- Work to be completed -
Reproduce the entries exactly as they appear below.

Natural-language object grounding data
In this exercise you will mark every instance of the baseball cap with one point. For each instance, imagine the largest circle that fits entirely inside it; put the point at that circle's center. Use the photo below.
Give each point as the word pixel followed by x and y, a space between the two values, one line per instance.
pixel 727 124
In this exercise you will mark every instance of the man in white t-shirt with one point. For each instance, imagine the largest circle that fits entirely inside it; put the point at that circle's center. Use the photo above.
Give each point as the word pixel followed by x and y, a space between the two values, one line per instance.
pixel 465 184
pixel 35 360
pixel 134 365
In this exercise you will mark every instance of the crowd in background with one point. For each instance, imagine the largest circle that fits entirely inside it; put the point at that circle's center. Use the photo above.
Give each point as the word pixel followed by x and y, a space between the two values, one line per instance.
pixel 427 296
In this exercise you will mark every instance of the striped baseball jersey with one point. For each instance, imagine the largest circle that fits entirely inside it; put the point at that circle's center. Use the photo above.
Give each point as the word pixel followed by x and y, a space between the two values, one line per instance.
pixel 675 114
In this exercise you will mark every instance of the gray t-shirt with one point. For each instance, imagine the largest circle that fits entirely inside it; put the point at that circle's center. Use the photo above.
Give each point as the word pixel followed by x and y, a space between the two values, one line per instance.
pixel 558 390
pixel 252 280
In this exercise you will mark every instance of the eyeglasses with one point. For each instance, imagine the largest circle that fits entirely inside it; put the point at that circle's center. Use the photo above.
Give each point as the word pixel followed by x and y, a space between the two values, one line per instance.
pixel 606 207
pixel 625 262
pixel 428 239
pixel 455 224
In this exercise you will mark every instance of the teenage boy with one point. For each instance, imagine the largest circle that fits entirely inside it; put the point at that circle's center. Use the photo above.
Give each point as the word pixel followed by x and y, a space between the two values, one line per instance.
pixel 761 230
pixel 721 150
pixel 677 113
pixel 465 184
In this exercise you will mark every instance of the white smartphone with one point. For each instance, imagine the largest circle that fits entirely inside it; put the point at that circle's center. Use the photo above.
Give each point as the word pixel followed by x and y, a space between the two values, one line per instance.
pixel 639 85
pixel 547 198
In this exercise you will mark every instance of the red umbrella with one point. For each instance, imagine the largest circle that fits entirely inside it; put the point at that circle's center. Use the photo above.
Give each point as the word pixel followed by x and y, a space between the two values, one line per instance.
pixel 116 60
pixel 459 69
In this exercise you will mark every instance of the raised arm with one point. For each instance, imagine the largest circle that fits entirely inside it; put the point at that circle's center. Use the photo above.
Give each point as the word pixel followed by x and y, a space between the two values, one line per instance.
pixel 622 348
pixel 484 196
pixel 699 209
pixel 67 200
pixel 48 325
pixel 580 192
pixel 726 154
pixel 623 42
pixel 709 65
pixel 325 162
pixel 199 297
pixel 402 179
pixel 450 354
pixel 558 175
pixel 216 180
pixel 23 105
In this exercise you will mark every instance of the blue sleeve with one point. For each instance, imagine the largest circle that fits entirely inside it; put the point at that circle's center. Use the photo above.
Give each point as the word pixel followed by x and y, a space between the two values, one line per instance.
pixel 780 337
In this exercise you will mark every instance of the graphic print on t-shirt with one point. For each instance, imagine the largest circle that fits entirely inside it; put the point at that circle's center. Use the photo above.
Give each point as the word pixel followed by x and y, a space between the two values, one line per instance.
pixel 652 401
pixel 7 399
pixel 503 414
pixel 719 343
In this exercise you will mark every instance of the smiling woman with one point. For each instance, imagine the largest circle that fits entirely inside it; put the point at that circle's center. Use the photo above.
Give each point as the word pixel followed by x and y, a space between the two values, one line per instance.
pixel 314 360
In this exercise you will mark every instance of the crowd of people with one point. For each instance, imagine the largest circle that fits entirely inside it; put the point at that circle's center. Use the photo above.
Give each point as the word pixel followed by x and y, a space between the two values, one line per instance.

- Answer to this task -
In this exercise you will mark every instance of the baseball cap with one point. For each instance, imagine the largest circle that fits entirely inside it; put the point at that circle's center. Use the photo below.
Give each point as the word pixel followed by x and y, a space between the two values, one line per instance.
pixel 727 124
In this exercise you will mark every instance of the man in white t-shirt with one point. For each instance, imagine the largest circle that fits entirely inside it; put the point at that circle's center. Use the photo above.
Give each point as the word pixel followed by x and y, a space between the two values, one line per instance.
pixel 465 184
pixel 35 360
pixel 134 365
In this exercise you will mark every instance of the crowd in background with one point. For each instance, imagine the largest circle that fits entirely inside it; put the point at that circle's center. Use the photo above.
Give each point as the word pixel followed by x and y, a space between the two values, one line per instance.
pixel 427 296
In this exercise you will mark every instance of the striped baseball jersey with one point. For each instance, imagine the largest circle that fits entirely inside it; put the point at that circle's center. Use the photo above.
Give each point as the word pixel followed by x and y, a space between the two values, one line per instance.
pixel 675 114
In this exercise you will mark every instance of the gray t-shirt with one point. For each instance, imagine the largest circle that fits entirely inside it; put the point at that circle's center. Use the photo above.
Give each point as the word pixel followed by x and y, a space between the two values, one line per instance.
pixel 558 390
pixel 252 280
In this exercise you will mark every instance of the eyeglasses with one point. For each instance, imagine the largest circle that fits entirely inside it; put the point at that circle's center. Use the photo above.
Give each point as the word pixel followed by x and y, a space between the two values, one line per instance.
pixel 606 207
pixel 625 262
pixel 428 239
pixel 455 224
In this exercise you will mark every instance of the teenage boy with one point. For each instance, imagine the largest circle that fits entirely inside it; put the point at that circle's center. Use the photo above.
Give each point as the word pixel followed by x and y, a space between the two values, one line per instance.
pixel 761 230
pixel 721 150
pixel 677 113
pixel 465 184
In this exercise you will mark every instance of the white smartphone with one point. For each instance, imagine the largest circle that fits entirely inside it; put the point at that circle's center. Use the photo above.
Give each point as the word pixel followed by x and y, a space between the two values, one line per instance.
pixel 639 85
pixel 547 198
In this exercise you will mark every instance of the red umbrella with one point. For each instance, imagine the largest circle that fits entirely inside it; put the point at that circle's center. Use the photo above.
Give each point as the word pixel followed by x and y, a space between the two values, one line per instance.
pixel 116 60
pixel 459 69
In this exercise you will mark every instance of the raised arm with one point. For each instance, imagine the largest circle that fits entirely inside it; put the point at that circle's center. Use the photo above.
Give each point as the word pixel followed by x and y, a space between the two values, one line per instance.
pixel 622 348
pixel 484 196
pixel 699 209
pixel 67 200
pixel 48 325
pixel 580 192
pixel 726 154
pixel 623 42
pixel 709 65
pixel 325 162
pixel 199 297
pixel 402 179
pixel 450 354
pixel 558 175
pixel 216 180
pixel 23 105
In this exercise you will mark every instance of the blue sleeve with one point. For each instance, imagine the largest circle that fits entirely inside it; put the point at that circle's center. Use the photo above.
Give each point as the word pixel followed by x and y, a space between the two values, one line per instance.
pixel 780 337
In this exercise you will mark every instance of the graphic print on t-shirt with one point. For each instance, imagine the largest circle that fits entirely inside it; put the point at that circle's center. Use the photo above.
Give each point as the word pixel followed by x and y, a space between the two values, one line per instance.
pixel 652 401
pixel 7 399
pixel 503 414
pixel 719 343
In this exercise you will mark every instance of the smiling woman with one point. For each instance, imagine the largest circle that fits entirely inside it; put the point at that circle's center. Use the photo above.
Give each point as the word pixel followed by x and y, a space between the two values, one line per instance.
pixel 314 360
In this exercise you will mark every instance of the crowd of people with one point. For each instance, imagine the largest circle that fits entirely inside it; put the point at that circle's center. Use the photo above.
Give each point as the word pixel followed by x and y, a space between the two values, one line per instance.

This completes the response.